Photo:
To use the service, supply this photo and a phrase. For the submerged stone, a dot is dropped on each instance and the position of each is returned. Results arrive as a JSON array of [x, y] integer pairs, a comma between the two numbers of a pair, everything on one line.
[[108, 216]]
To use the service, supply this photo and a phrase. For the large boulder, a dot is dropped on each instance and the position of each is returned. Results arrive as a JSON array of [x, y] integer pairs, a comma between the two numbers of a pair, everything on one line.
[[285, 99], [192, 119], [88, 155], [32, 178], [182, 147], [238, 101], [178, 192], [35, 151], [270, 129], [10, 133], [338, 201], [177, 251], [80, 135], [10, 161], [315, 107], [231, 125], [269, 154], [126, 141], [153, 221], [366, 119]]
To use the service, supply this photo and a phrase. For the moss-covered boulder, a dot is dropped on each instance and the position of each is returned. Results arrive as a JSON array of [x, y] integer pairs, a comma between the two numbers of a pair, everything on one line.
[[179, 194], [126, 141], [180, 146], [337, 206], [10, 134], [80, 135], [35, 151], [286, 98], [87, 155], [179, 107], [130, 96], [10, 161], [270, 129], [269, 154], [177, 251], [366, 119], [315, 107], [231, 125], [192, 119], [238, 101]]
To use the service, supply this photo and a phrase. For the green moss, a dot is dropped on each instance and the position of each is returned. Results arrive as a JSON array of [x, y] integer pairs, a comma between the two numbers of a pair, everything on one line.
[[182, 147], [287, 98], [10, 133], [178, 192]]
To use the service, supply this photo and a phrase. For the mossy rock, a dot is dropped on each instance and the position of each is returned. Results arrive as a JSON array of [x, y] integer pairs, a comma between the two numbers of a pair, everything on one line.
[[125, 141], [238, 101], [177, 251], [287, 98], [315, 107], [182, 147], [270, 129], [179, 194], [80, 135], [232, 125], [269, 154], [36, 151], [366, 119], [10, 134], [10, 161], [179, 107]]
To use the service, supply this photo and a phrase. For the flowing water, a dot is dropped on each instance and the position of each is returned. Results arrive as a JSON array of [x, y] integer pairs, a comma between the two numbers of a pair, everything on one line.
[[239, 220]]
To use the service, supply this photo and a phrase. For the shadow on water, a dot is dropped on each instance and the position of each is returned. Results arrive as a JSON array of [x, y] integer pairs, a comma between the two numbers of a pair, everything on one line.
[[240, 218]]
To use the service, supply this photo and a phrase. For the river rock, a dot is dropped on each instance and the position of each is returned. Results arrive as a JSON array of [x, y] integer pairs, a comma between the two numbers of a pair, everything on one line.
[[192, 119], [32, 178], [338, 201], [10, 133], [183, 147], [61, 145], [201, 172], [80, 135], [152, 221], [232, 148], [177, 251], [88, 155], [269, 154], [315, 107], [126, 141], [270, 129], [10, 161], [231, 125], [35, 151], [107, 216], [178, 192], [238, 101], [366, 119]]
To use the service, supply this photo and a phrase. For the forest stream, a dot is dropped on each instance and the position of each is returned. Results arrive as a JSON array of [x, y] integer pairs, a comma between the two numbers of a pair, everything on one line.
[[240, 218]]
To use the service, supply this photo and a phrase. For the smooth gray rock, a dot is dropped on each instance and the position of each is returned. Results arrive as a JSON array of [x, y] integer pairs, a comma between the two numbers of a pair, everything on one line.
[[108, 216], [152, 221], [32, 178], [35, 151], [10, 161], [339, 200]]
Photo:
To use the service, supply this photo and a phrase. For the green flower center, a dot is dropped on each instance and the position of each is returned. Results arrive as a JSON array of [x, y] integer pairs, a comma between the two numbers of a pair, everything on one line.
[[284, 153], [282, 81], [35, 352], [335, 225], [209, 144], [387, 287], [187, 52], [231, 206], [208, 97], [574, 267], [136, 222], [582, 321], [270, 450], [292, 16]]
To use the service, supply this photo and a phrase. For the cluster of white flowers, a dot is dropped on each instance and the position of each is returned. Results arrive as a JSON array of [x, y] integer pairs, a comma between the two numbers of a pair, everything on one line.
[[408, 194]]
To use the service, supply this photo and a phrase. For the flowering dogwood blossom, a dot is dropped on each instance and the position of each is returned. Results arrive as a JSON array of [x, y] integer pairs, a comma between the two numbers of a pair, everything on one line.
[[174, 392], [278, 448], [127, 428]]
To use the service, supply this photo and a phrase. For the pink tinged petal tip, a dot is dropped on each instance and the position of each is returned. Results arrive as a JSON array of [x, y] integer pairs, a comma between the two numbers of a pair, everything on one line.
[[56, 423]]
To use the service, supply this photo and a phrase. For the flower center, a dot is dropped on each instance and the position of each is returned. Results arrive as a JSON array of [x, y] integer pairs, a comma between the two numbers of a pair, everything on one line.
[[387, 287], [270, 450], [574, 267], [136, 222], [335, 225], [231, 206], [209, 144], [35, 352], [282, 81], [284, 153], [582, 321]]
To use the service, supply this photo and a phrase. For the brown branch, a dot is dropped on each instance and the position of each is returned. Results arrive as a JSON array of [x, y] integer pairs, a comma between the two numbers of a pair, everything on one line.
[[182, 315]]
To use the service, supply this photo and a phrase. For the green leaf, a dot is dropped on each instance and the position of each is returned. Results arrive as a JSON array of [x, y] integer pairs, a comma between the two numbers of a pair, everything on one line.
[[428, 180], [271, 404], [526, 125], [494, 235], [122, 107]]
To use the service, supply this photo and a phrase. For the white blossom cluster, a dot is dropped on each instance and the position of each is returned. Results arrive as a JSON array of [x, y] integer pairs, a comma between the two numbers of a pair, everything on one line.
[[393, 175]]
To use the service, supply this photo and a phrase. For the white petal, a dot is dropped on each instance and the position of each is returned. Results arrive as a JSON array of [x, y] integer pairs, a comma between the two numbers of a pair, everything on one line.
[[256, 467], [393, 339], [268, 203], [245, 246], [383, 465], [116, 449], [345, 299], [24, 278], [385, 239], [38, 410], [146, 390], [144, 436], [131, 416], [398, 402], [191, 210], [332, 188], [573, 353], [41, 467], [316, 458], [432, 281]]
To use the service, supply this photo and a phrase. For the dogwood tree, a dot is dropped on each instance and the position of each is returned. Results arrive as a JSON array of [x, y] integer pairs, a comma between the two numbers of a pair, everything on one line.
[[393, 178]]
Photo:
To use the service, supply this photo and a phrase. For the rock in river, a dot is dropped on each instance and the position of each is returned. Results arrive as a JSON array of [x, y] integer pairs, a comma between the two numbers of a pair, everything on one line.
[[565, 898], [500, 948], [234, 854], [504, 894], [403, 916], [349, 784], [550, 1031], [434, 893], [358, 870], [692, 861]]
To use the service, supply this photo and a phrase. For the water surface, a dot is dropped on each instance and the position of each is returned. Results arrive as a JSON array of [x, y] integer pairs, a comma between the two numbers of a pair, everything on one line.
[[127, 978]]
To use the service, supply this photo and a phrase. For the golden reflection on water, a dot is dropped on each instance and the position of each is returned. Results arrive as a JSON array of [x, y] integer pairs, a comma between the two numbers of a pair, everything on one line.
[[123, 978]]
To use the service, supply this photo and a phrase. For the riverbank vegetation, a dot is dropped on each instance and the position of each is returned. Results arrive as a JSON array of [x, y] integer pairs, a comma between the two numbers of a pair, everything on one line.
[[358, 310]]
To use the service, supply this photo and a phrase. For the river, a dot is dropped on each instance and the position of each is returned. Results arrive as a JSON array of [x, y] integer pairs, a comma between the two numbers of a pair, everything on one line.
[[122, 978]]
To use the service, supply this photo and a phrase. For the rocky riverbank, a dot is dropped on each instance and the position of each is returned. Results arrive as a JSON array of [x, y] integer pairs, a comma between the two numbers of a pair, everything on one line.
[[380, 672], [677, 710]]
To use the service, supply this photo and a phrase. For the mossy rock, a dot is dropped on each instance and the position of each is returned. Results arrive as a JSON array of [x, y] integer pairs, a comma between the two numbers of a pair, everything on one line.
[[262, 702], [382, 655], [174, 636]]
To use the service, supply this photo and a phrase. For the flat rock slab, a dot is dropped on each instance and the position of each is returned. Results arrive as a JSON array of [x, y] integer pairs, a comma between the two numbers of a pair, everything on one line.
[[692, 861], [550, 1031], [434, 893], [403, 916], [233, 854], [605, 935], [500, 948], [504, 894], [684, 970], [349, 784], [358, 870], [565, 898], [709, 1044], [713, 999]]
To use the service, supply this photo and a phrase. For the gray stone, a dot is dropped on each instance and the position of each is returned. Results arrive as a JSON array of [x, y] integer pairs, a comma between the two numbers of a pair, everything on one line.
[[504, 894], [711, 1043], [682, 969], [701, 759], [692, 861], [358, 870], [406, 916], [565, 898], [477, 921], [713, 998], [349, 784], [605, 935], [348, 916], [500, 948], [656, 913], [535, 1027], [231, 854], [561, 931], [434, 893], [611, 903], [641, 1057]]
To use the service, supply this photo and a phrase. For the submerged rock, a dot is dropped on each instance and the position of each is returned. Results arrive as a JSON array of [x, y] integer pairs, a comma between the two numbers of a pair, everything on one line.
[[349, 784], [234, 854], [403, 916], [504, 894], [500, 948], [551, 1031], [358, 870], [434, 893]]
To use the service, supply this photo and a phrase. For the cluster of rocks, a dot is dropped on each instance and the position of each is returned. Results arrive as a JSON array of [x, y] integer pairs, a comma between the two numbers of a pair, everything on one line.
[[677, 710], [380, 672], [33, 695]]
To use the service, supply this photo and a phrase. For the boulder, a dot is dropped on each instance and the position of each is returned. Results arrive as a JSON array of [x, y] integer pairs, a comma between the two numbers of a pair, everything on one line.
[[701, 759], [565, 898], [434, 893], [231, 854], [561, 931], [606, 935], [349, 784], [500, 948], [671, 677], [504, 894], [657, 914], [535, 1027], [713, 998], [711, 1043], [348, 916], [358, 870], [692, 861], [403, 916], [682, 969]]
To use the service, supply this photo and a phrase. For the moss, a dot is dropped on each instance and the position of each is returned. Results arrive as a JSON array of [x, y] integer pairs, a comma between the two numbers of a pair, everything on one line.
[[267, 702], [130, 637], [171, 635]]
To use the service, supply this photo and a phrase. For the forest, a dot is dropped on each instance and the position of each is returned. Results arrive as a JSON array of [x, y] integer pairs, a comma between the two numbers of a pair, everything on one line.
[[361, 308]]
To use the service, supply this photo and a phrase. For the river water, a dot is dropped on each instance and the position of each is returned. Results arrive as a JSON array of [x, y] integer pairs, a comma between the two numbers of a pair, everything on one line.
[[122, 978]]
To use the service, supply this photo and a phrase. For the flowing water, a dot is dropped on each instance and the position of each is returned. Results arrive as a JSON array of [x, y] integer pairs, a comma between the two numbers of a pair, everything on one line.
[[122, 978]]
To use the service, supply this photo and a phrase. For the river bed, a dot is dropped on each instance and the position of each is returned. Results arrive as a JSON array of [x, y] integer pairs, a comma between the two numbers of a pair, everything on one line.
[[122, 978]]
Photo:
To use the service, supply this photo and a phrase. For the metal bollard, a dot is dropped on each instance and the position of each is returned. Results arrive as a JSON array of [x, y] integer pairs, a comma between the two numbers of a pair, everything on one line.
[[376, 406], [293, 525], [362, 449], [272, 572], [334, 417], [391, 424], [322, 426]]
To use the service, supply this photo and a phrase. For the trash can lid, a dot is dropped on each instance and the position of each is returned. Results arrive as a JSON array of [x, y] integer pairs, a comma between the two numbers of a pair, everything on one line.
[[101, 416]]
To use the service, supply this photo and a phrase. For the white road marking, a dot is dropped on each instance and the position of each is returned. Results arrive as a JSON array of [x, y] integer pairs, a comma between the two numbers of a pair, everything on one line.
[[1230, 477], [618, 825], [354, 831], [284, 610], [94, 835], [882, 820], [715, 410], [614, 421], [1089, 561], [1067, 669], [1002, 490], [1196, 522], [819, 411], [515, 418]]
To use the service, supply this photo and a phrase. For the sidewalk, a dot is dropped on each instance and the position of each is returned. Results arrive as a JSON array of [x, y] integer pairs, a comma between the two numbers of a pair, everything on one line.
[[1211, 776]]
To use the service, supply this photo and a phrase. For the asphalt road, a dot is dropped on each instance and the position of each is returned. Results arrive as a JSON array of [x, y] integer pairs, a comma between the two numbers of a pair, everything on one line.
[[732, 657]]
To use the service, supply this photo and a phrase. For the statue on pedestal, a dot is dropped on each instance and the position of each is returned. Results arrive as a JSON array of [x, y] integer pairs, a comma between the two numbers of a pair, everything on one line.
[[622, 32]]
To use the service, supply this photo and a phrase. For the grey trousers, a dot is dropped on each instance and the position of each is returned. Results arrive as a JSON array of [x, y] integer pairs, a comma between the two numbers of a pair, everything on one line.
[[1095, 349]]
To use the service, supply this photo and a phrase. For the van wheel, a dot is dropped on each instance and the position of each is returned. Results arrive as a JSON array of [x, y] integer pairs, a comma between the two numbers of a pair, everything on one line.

__WHAT TO DO__.
Could you copy the lines verbatim, starting with the first line and ending with the line that contains "[[182, 147], [287, 98], [10, 133], [178, 192]]", including both?

__THE RESPONSE__.
Photo:
To use the service, supply this photo and a phrase. For the submerged stone, a dot is dropped on each instance and the position of each is returned. Results arrive as a JSON array of [x, y] integer pairs, a comma between the two numbers of a pair, everything on one line.
[[108, 216]]
To use the service, supply this photo and a phrase. For the large boulder, a dot is dropped on each instance and the position of each is returned. Results arrive as a JSON array of [x, y] integer pairs, a comma between the two numbers of a pair, everything on one line.
[[285, 99], [192, 119], [88, 155], [32, 178], [182, 147], [238, 101], [178, 192], [35, 151], [270, 129], [10, 133], [338, 201], [177, 251], [80, 135], [10, 161], [315, 107], [231, 125], [269, 154], [126, 141], [153, 221], [366, 119]]
To use the service, supply this photo and a phrase. For the moss-covered boulder, a dot is dropped on each instance and the position of each is returned. Results arrive as a JSON array of [x, y] integer pairs, a comma between the two numbers of a pair, everything on one line.
[[179, 194], [126, 141], [180, 146], [337, 206], [10, 134], [80, 135], [35, 151], [286, 98], [87, 155], [179, 107], [130, 96], [10, 161], [270, 129], [269, 154], [177, 251], [366, 119], [315, 107], [231, 125], [192, 119], [238, 101]]
To use the service, supply this photo and a phrase. For the green moss, a dot is dropped on each instance and the position of each is returned. Results arrive as a JSON array of [x, y] integer pairs, a comma between the two numbers of a pair, everything on one line.
[[182, 147], [287, 98], [10, 133], [178, 192]]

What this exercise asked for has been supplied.